EXCERPT PROVIDED: Begin

Smog stopped play in the third Test between India and Sri Lanka in New Delhi yesterday, with players wearing face masks as the air quality dropped to hazardous levels.
The Press Trust of India said it was the first time in the 140-year history of Test cricket that an international side had taken to the field in face masks.
The US embassy Web site showed concentrations of the smallest and most harmful airborne pollutants in Delhi hit 384 — 15 times the WHO maximum — before returning to levels considered just “unhealthy.”
Photo: AFP
Play was halted for about 20 minutes as Sri Lanka complained about the smog and the umpires consulted the match referee, team doctors and physiotherapists.
Play resumed, but the visitors protested twice more, and pacemen Lahiru Gamage and Suranga Lakmal returned to the pavilion, leaving the Sri Lankans running short of fielders.
This prompted Indian skipper Virat Kohli to declare his first innings on 536 for seven to get the Sri Lankan fielders off the ground.
The islanders were booed by Indian fans as their opening batsmen walked to the crease.
Play is routinely suspended due to poor weather, low visibility, lightning or rain, but a stoppage as a result of pollution is almost unheard of.
Indian sports commentator Ayaz Memon said the dramatic scenes sent an “unedifying message about Delhi’s pollution” and urged authorities to combat the scourge.

EXCERPT PROVIDED: End
SOURCE DATA: Begin

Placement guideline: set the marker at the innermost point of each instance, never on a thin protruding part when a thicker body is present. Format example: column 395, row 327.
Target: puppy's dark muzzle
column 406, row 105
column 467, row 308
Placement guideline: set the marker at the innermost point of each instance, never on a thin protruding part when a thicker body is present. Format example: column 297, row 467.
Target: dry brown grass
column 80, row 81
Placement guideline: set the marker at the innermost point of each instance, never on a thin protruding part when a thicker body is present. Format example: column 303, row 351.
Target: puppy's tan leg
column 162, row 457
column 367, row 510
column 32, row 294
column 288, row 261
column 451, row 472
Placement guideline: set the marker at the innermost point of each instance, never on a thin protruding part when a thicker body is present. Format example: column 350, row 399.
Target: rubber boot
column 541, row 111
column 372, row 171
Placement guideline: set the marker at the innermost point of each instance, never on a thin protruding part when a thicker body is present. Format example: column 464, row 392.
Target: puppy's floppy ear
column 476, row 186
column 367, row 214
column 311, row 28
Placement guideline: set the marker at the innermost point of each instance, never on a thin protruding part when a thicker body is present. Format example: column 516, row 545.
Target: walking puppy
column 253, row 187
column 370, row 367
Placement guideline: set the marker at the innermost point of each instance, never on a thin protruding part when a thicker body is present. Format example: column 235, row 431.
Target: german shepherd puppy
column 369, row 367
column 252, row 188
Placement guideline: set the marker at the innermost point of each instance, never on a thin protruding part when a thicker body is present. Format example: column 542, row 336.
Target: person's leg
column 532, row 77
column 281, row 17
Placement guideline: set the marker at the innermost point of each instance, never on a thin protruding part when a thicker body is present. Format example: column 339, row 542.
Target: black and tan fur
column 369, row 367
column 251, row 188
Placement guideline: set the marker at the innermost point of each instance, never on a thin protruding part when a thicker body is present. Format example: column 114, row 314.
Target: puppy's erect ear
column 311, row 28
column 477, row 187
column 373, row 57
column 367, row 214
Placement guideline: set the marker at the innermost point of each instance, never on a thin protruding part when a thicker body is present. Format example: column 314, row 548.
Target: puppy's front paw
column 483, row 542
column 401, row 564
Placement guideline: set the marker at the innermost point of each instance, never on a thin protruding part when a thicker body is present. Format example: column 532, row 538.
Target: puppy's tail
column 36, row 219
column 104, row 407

SOURCE DATA: End

WHAT YOU HAVE TO DO:
Summarize the report on the smog-affected Test match in New Delhi in exactly two sentences.

EXERCISE OUTPUT:
Smog stopped play in the third Test between India and Sri Lanka in New Delhi as air quality fell to hazardous levels, and players wore face masks, which the Press Trust of India called a first in the 140-year history of Test cricket. After Sri Lanka protested repeatedly and pacemen Lahiru Gamage and Suranga Lakmal went back to the pavilion, the visitors were short of fielders, so Indian skipper Virat Kohli declared at 536 for seven.